Aufgabe A: Überarbeite im Text über Italien die Passage von „Die Kluft zwischen“ bis „kein Auto hat.“, indem du „Ministerium“ durch „Rathaus“ ersetzt.
Aufgabe B: Nenne alle Geldbeträge, die im Text über Italien vorkommen.
Aufgabe C: Wie lang war laut dem Text über Italien der Fußweg vom Bahnhof Trastevere?

Textauszug:
====================

Italien und die Krise
Die Stimmung in Italien sei so schlecht wie nie zuvor. Mit dieser Botschaft empfingen mich meine Freunde, als ich mich, erschöpft von der Reise und erhitzt von zwei Kilometern Fußweg mit Gepäck vom Bahnhof Trastevere, zu ihnen an den Wohnzimmertisch setzte. Das fing ja gut an.
Die Kluft zwischen Arm und Reich verschärfe sich zusehends. Früher hätten die Besitzenden noch etwas abgegeben, hätten Wohltaten an die unteren Schichten durchsickern lassen; heute nicht mehr. Junge Leute arbeiten manchmal für 350 Euro im Monat sechs Stunden täglich im Call-Center. Ein langjähriger Mitarbeiter in einem Ministerium trägt 1400 Euro heim. Die Comune di Roma hat hingegen mal schnell den Preis eines Fahrscheins für die öffentlichen Verkehrsmittel von 1 Euro auf 1,50 erhöht, was gerade die wenig Begüterten trifft. Bus fährt, wer kein Auto hat.

====================

(Einträge aus einem Datensatz)
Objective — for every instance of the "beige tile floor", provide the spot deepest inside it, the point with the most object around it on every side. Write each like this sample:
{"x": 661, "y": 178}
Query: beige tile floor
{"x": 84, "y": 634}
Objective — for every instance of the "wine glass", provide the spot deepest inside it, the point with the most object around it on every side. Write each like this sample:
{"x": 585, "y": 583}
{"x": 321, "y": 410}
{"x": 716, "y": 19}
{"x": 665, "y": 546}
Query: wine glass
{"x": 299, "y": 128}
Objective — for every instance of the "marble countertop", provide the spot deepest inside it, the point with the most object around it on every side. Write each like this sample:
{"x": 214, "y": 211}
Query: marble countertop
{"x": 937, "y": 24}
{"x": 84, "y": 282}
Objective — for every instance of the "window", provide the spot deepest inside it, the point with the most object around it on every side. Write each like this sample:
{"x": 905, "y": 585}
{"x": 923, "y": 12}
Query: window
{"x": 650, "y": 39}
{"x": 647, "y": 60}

====================

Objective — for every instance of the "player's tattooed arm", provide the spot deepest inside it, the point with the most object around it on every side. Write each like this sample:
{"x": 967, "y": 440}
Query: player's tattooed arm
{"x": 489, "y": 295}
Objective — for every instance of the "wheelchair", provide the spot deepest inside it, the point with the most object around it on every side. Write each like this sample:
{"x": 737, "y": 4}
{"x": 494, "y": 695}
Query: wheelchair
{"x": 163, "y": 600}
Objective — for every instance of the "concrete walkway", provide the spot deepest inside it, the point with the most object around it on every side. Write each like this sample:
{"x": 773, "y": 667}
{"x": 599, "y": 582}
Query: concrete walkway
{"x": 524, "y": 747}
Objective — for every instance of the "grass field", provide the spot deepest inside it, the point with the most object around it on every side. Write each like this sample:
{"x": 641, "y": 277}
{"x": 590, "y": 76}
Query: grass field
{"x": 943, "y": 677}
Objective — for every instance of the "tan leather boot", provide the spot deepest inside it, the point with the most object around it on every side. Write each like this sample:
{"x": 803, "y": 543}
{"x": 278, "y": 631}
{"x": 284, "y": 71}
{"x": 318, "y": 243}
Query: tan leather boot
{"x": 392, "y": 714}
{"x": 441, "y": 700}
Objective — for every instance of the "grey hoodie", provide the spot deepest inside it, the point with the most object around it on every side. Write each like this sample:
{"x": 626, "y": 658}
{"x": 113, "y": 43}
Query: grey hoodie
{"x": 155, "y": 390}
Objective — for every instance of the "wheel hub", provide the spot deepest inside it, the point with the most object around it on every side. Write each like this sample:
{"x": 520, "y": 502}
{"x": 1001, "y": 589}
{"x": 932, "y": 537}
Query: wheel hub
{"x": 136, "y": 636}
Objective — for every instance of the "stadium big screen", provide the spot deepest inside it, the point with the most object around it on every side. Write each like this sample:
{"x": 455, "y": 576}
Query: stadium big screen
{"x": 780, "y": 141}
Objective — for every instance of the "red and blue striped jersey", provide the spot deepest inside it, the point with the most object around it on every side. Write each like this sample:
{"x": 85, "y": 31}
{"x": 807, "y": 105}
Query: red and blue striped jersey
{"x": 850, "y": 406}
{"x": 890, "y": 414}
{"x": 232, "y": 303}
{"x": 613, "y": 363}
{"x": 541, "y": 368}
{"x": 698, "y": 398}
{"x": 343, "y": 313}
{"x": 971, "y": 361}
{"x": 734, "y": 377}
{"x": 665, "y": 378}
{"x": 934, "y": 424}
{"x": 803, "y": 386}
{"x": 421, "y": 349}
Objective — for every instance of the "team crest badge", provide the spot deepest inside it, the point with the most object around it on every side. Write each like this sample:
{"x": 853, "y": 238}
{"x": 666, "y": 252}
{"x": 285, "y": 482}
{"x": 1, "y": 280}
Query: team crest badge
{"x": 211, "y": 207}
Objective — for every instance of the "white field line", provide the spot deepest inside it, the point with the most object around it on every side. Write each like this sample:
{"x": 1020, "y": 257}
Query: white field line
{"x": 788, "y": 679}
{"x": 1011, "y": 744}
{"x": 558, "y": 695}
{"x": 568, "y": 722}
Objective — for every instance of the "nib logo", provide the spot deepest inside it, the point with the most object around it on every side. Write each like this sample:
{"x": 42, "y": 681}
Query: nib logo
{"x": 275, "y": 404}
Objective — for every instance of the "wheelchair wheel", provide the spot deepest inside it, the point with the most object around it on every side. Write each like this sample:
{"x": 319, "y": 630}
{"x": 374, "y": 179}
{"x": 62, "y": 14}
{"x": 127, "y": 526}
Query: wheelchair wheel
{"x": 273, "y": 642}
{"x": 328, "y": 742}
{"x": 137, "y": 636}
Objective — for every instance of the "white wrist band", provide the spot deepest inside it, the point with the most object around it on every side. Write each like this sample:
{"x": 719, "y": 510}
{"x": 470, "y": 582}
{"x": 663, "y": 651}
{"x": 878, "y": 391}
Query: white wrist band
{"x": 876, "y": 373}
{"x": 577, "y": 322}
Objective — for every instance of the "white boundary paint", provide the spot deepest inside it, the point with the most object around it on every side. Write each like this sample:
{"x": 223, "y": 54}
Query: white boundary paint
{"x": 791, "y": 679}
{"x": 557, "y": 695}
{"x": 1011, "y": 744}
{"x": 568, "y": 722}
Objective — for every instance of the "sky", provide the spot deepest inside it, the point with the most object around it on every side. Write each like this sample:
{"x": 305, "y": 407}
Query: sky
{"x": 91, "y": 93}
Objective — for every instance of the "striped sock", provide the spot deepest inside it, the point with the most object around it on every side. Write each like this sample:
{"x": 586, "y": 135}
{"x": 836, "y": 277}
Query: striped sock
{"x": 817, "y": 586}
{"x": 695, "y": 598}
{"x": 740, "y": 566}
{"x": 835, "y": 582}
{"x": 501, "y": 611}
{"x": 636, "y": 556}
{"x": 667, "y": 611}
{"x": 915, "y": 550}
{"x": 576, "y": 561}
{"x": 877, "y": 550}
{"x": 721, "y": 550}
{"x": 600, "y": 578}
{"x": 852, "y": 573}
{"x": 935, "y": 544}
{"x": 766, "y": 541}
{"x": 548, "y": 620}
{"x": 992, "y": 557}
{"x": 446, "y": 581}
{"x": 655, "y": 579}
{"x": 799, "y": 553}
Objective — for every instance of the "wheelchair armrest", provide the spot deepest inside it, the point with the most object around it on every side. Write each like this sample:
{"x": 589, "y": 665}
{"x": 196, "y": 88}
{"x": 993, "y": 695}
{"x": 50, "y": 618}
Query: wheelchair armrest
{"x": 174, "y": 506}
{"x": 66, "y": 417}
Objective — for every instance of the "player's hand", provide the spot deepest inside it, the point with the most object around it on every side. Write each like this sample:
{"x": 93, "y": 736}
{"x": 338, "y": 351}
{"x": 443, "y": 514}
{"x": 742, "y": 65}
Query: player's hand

====================

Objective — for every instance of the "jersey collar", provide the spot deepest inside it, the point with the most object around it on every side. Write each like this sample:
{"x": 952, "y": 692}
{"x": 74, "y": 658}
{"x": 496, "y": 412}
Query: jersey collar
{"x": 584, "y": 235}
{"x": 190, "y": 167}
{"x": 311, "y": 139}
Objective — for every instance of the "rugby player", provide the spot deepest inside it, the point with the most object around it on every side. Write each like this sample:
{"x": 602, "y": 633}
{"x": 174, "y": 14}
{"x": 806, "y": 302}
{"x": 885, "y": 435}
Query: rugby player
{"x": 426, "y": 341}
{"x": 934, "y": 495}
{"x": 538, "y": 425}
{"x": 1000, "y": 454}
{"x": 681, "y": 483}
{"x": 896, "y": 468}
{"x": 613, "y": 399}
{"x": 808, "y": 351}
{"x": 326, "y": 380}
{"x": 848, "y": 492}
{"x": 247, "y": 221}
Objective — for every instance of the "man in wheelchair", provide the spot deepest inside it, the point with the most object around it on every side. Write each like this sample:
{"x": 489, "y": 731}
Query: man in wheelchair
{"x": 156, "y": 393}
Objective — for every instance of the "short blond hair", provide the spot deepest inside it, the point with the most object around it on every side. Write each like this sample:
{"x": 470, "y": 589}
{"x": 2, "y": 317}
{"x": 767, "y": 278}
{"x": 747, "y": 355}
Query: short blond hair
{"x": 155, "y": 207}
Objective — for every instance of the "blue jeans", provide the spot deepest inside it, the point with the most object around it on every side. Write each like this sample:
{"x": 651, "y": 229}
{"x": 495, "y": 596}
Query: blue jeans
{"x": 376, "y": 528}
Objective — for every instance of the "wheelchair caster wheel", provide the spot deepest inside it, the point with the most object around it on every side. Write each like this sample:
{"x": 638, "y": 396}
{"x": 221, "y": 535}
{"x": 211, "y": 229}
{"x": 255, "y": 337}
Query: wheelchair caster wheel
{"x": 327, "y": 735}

====================

Lösung A:
Die Kluft zwischen Arm und Reich verschärfe sich zusehends. Früher hätten die Besitzenden noch etwas abgegeben, hätten Wohltaten an die unteren Schichten durchsickern lassen; heute nicht mehr. Junge Leute arbeiten manchmal für 350 Euro im Monat sechs Stunden täglich im Call-Center. Ein langjähriger Mitarbeiter in einem Rathaus trägt 1400 Euro heim. Die Comune di Roma hat hingegen mal schnell den Preis eines Fahrscheins für die öffentlichen Verkehrsmittel von 1 Euro auf 1,50 erhöht, was gerade die wenig Begüterten trifft. Bus fährt, wer kein Auto hat.

Lösung B: 350 Euro, 1400 Euro, 1 Euro, 1,50

Lösung C: Zwei Kilometer.